§ **WORK INSTRUCTIONS**: From the Colossal Café review below, extract everything from "Being on the" down to "it looked like." and copy it word for word.
#### PAGE TEXT
Thursday, November 15, 2012

Colossal Café

My relationship to restaurants in general has been evolving for years. I suppose this is because I'm more of a grownup than I used to be. Mostly, though, I attribute the change to my devotion to bettering my own cooking. Certainly this is understandable. Your reaction to, say, a creme brulee, when you don't know how on earth it's done, is something akin to religious revelation. When you know exactly how it's done, and maybe do it just as well yourself, it's still delicious of course, but your descriptive adjectives are probably going to start shedding syllables.

Miss J and I spent last night with the crew at The Colossal Cafe in Saint Anthony Park. I have been traveling most of the last month, and a quiet night with my honey was the best late birthday present (for both of us) I could have asked for. J had been to Colossal for breakfast. It was brand new for me. And to be fair, dinner is fairly new for them. There are already plenty of reasons to love this neighborhood, and the chance to combine a trip to the Bibelot with a nice casual dinner proved an irresistible draw.

The new Colossal is a smallish, cozy space. It reminds me a lot of the old Blackbird. Lighting is dim but workable, tables might be a little close together, but not annoyingly so. The best spot in the house is the bar, which is wide and uncluttered and gives you a nice chance to chat with the staff. This is a good idea, since everyone we met was very friendly and welcoming. I have nothing but praise for a restaurant that understands the importance of just being nice to people.

Being on the road with a bunch of musicians involves a lot of food in, um, well, let's just say the Golden Brown family. When dinner after the show means something between 9:30 and 10:00, you're almost certain to end up at the bar, eating whatever deadly appetizers are available. So I, even I, ordered a salad. Gem lettuce, pecans, bacon, heirloom tomatoes and blue cheese vinaigrette. The red onion in the vinaigrette was a little heavy-handed, but admittedly I hate hate hate onions in this context, so that could just be me. The whole would have benefited from being a warm dish, but it was still quite good, and I ate all but the stumps of the lettuce. Here's what it looked like.
########
#### LISTED ENTRIES
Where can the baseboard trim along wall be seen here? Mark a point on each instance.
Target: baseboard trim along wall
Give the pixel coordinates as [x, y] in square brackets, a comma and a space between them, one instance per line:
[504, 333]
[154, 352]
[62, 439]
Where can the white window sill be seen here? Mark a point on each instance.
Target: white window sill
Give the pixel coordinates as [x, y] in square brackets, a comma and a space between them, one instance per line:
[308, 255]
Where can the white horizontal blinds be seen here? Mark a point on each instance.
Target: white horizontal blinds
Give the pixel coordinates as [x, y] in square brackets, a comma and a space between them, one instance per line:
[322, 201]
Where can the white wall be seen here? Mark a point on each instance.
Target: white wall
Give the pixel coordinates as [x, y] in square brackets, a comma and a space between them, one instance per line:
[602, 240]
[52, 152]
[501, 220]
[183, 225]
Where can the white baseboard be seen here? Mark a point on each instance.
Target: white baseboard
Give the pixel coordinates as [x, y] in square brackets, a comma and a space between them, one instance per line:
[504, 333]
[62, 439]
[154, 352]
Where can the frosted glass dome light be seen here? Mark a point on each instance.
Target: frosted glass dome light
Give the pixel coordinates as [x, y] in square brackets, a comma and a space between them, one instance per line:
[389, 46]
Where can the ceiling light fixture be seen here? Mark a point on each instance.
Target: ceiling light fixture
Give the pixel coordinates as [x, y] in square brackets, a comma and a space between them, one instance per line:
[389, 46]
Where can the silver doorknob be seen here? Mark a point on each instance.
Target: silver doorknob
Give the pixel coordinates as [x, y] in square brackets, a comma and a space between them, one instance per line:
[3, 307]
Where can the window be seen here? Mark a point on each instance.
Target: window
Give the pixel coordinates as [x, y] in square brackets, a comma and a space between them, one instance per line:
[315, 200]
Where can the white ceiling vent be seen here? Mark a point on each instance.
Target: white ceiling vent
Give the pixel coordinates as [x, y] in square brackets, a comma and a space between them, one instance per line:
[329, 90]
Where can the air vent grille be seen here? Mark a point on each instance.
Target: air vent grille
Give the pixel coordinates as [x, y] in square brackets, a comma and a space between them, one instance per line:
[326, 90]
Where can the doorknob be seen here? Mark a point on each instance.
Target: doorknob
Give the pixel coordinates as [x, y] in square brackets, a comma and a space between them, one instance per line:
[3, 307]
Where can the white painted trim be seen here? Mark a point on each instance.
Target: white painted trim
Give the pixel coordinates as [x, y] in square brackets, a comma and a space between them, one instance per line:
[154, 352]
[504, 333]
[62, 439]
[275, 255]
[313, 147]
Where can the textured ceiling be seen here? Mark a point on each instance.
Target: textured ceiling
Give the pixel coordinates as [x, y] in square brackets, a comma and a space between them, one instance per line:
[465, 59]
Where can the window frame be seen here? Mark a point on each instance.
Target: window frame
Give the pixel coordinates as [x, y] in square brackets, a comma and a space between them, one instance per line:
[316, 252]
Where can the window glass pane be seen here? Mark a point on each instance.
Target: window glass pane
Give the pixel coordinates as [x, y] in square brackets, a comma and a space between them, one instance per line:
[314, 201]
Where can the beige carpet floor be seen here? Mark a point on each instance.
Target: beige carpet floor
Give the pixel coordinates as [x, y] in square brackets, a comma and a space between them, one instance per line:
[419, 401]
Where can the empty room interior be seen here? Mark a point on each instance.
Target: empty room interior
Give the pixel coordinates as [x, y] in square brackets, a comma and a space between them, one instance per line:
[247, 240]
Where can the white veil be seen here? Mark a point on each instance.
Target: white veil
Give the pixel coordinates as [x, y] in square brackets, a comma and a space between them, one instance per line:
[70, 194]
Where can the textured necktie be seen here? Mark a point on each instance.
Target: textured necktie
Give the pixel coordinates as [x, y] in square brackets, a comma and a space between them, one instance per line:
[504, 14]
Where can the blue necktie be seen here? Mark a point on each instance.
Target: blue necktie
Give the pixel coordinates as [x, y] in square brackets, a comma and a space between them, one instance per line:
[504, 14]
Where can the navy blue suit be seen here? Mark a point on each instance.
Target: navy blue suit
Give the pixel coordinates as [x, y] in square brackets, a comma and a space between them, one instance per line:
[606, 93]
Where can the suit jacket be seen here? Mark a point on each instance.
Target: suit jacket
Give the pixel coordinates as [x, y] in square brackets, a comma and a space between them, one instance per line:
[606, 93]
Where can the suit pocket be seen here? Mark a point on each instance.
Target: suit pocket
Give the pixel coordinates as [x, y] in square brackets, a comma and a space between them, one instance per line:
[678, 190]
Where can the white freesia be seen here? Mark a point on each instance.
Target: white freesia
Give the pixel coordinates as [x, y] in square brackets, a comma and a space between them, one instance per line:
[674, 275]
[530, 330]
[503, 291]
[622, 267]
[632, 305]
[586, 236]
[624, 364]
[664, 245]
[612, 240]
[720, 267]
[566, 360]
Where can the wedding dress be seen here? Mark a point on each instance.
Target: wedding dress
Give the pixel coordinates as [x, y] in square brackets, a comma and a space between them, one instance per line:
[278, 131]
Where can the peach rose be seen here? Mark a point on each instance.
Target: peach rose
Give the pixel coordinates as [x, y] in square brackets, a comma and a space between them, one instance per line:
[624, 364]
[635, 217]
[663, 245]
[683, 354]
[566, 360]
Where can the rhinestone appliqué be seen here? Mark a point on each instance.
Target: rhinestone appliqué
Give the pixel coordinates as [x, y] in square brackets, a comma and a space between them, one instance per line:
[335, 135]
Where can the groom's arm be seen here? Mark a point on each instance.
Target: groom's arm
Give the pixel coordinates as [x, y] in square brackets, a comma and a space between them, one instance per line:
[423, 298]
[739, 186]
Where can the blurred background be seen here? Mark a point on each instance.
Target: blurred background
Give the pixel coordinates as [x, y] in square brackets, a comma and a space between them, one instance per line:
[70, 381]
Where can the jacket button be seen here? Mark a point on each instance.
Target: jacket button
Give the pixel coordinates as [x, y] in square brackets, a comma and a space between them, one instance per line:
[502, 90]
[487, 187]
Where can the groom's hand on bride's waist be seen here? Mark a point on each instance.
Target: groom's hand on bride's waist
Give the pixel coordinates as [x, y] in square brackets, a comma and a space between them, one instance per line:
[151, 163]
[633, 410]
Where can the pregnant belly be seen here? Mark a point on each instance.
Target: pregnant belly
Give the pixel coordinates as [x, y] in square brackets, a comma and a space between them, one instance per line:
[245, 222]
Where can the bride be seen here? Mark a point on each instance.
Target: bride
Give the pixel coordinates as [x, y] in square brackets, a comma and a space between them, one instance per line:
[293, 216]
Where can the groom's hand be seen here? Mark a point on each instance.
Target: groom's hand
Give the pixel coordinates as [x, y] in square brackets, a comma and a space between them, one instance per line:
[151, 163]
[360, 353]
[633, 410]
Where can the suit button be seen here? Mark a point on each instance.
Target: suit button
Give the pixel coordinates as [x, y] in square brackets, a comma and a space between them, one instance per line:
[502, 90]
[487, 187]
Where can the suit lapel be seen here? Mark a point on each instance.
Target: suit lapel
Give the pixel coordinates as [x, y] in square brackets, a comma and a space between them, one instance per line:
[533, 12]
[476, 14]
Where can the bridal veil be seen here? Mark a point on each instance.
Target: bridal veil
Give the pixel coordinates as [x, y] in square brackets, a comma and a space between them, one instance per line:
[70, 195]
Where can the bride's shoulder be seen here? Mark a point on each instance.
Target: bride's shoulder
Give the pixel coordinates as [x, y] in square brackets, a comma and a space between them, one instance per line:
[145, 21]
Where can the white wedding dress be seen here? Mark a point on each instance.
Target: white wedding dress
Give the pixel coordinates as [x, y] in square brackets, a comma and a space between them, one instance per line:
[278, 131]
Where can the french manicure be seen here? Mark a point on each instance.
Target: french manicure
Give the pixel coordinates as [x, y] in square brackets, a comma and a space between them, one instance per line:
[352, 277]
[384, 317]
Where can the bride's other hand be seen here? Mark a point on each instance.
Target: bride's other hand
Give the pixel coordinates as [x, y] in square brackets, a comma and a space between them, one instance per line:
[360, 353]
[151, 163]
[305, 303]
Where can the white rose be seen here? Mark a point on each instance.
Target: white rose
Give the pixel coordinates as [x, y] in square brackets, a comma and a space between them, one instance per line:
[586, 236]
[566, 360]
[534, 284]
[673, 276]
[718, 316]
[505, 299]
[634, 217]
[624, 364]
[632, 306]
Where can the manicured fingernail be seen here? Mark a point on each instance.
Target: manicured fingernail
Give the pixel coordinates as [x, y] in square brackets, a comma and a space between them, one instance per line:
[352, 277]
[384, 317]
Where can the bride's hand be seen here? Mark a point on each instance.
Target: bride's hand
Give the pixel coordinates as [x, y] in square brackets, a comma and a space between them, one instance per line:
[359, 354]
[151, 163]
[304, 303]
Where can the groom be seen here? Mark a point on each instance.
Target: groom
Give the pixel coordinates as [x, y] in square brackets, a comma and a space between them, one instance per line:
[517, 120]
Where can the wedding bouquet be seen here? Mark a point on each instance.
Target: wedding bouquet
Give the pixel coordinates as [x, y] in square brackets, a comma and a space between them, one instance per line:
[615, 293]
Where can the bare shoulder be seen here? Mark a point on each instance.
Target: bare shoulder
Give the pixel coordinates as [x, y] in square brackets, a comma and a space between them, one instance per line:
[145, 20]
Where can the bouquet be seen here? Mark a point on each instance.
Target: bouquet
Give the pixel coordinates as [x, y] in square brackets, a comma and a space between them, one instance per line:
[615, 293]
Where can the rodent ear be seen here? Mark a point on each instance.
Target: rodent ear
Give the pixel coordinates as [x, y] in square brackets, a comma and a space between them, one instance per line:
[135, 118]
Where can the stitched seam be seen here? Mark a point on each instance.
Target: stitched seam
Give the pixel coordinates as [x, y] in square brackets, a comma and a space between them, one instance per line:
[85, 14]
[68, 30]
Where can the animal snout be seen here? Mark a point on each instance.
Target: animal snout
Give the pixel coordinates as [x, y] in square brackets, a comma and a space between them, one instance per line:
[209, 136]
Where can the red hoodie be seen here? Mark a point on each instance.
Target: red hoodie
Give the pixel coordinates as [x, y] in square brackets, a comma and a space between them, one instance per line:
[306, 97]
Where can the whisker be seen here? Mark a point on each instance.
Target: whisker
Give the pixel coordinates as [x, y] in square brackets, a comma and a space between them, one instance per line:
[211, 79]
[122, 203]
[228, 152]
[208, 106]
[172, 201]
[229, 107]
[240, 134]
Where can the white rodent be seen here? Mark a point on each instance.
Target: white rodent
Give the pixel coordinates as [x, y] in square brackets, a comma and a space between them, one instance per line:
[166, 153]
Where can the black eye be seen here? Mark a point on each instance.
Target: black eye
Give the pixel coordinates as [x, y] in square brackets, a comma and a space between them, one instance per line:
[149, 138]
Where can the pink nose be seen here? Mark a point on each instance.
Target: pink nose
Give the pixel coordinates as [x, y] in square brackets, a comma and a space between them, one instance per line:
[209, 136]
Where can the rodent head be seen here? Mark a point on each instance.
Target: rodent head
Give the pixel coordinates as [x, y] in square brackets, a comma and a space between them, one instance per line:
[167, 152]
########
§ **OUTPUT**:
Being on the road with a bunch of musicians involves a lot of food in, um, well, let's just say the Golden Brown family. When dinner after the show means something between 9:30 and 10:00, you're almost certain to end up at the bar, eating whatever deadly appetizers are available. So I, even I, ordered a salad. Gem lettuce, pecans, bacon, heirloom tomatoes and blue cheese vinaigrette. The red onion in the vinaigrette was a little heavy-handed, but admittedly I hate hate hate onions in this context, so that could just be me. The whole would have benefited from being a warm dish, but it was still quite good, and I ate all but the stumps of the lettuce. Here's what it looked like.